[Begin Selected extract]

Alex Constantine - May 29, 2010

Also see: "UN Official to Ask US to End CIA Drone Strikes," New York Times, ‎May 28, 2010‎

The investigation into an operation three months ago in Afghanistan's Oruzgan province that left up to 23 civilians dead prompts Army Gen. Stanley A. McChrystal to punish six officers

By David Zucchino
Los Angeles Times | May 29, 2010

drone strike - U.S. Report Faults AF Drone Crew, Ground Commanders in Afghan Civilian DeathsA U.S. military investigation has harshly criticized a Nevada-based Air Force drone crew and American ground commanders in Afghanistan for misidentifying civilians as insurgents during a U.S. Army Special Forces operation in Oruzgan province in February, resulting in the deaths of as many as 23 civilians.

Six U.S. officers will be punished and a sweeping review of counterinsurgency training will be undertaken, U.S. Army Gen. Stanley A. McChrystal, commander of NATO forces in Afghanistan, said Saturday.

The investigation into the Oruzgan incident had been ordered by McChrystal, who on Saturday called civilian deaths "heartbreaking."

A redacted investigative report faulted the Air Force Predator drone crew operating from a Las Vegas-area base for wrongly concluding that three vehicles carrying 30 civilians were insurgents rushing to attack U.S. and Afghan ground units. Using that misinformation, a helicopter airstrike was authorized and many of the civilians were killed.

"Information that the convoy was anything other than an attacking force was ignored or downplayed" by the Predator crew, whose reporting was "inaccurate and unprofessional," the investigation by a two-star Army general concluded.

[End Selected extract]

Tasks for this exercise:
a. Extract the passage from the article on the Afghan drone strike investigation between "A redacted investigative" and "Army general concluded.", inclusive.
b. In the records, swap "green hedge" for "boxwood hedge" in the lines running from the one containing "of the pine" through the end of the records, both ends included, and leave everything else unchanged. Output only those lines.
The article and the records were taken from unrelated sources.

[Begin Records for the task]

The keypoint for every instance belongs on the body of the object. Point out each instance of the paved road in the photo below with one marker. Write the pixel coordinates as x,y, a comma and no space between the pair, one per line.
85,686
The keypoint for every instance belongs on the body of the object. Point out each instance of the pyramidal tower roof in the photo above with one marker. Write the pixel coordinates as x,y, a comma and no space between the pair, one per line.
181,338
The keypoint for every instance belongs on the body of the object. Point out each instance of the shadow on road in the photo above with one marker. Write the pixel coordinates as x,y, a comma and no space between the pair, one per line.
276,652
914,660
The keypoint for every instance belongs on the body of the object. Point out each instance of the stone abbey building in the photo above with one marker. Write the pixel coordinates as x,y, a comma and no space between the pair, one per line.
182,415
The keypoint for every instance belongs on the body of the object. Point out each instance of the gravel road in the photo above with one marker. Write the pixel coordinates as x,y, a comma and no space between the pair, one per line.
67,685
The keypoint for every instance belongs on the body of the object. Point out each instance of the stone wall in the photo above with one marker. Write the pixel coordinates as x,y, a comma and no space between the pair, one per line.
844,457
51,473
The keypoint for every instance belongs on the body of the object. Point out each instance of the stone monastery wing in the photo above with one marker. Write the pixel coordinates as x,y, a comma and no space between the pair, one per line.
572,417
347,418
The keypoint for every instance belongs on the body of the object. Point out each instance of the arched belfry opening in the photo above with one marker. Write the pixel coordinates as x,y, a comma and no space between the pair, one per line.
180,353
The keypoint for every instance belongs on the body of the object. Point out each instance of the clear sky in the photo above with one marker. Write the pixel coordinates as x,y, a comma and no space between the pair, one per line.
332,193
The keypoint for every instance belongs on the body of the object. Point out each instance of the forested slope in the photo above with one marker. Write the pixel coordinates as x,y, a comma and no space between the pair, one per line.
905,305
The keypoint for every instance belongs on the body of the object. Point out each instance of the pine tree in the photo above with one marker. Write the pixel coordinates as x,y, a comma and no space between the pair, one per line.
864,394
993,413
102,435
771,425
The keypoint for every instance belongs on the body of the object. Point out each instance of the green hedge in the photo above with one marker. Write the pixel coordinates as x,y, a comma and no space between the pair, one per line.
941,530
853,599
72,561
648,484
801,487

[End Records for the task]

Problem solutions:
a.
A redacted investigative report faulted the Air Force Predator drone crew operating from a Las Vegas-area base for wrongly concluding that three vehicles carrying 30 civilians were insurgents rushing to attack U.S. and Afghan ground units. Using that misinformation, a helicopter airstrike was authorized and many of the civilians were killed.

"Information that the convoy was anything other than an attacking force was ignored or downplayed" by the Predator crew, whose reporting was "inaccurate and unprofessional," the investigation by a two-star Army general concluded.

b.
The keypoint for every instance belongs on the body of the object. Point out each instance of the pine tree in the photo above with one marker. Write the pixel coordinates as x,y, a comma and no space between the pair, one per line.
864,394
993,413
102,435
771,425
The keypoint for every instance belongs on the body of the object. Point out each instance of the boxwood hedge in the photo above with one marker. Write the pixel coordinates as x,y, a comma and no space between the pair, one per line.
941,530
853,599
72,561
648,484
801,487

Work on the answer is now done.